Problems
a: Restate the part of the commentary on Australia's economic shocks starting at "Last week, National" and ending at "was a shock.", with "NAB" in place of "National Australia Bank".
b: Extend the commentary on Australia's economic shocks with new text that follows its final sentence.

Extract provided
○ ○ ○
The first shock, received in the first few days of August, was that new vehicle sales fell by 7.8% in July, compared with July 2017.

Then there was the political shock.  On Monday August 20 the Fairfax-Ipsos poll reported that the ALP was ahead of the Coalition parties with a two party preferred lead of 55% to 45%.  By the end of the week Malcolm Turnbull had been deposed as Prime Minister.  Newspoll (38 of them) had put the ALP ahead but mostly with a lead of only two percent.

I had already noted in July that tracking data from foreseechange had shown that the proportion of adults who felt they had few financial concerns had dropped to a record low – and the data has been collected since 2003.  The figure was lower than at the worst of the GFC in late 2008, so this was a shock to me.

As more data has arrived, it has tended to confirm the hypothesis that was forming in my mind – Australia’s economic growth rate was not picking up as predicted by the official forecasters.  Instead the growth rate might actually be falling!

Last week, National Australia Bank released the June 2018 quarter survey of its consumer anxiety survey.  It showed a very large increase in anxiety compared with the March quarter.  The index is composed of several factors such as job security, cost of living, and ability to fund retirement.  The anxiety index had been falling for a year, so this too was a shock.

Today, data released by the ABS showed that private capital investment fell in the June quarter, against all expectations.  Another release showed that dwelling approvals, which peaked in June 2016, were falling after a sub-peak in late 2017.

Automotive fuel price inflation is up sharply with a big rise in the price of oil and a drop in the Australian dollar against the US dollar.  This is reducing consumer discretionary spending power, adding to the misery of continued very weak wages growth.
○ ○ ○
Data excerpt
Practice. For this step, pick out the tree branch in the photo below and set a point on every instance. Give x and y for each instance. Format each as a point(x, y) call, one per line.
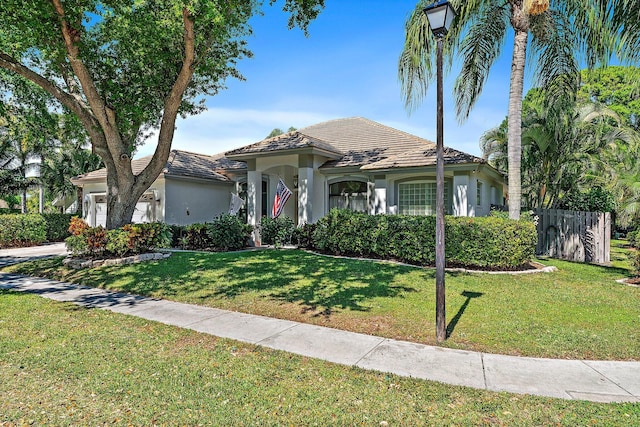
point(66, 99)
point(103, 114)
point(172, 104)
○ ○ ○
Written answers
a:
Last week, NAB released the June 2018 quarter survey of its consumer anxiety survey.  It showed a very large increase in anxiety compared with the March quarter.  The index is composed of several factors such as job security, cost of living, and ability to fund retirement.  The anxiety index had been falling for a year, so this too was a shock.

b:
Employment growth has slowed sharply after the biggest boom in history in the year to January 2018.

Business confidence and conditions, to July, have been trending down since April.

The first week of September is a big one for economic data releases – July retail sales data and June quarter GDP data.

Stay tuned!

Charlie Nelson

 

Housing slide predicted to be short-lived?

CoreLogic-Moody Analytics latest Home Value Index Forecast says that the strength of the economy will push up Australian home prices soon (The Australian Financial Review, 22 June 2018).

Don’t count on it!

“Employment is growing around 3.1 percent year-on-year, which is comfortably above its 1.9 per cent long-term trend” the report says.

Not any more!  The annual growth to May 2018 was actually 2.5% and slowing rapidly.  Over the six months to May, the annualised growth rate was 1.5%.  Over the four months to May, the annualised growth rate was 0.8%.

Wages growth is barely keeping up with inflation.  Consumer spending growth is anaemic.  How are people going to be able to push home prices up if their incomes are stagnant?

Interest rates are accommodative, but mortgage interest rates can only go up from here due to rising global interest rates.

There are also two demographic factors which suggest that demand growth will slow in the next few years.

None of this is to say that there will be a crash in house prices.  But the house price boom is well and truly over for some time.

My updated analysis will be available in late July.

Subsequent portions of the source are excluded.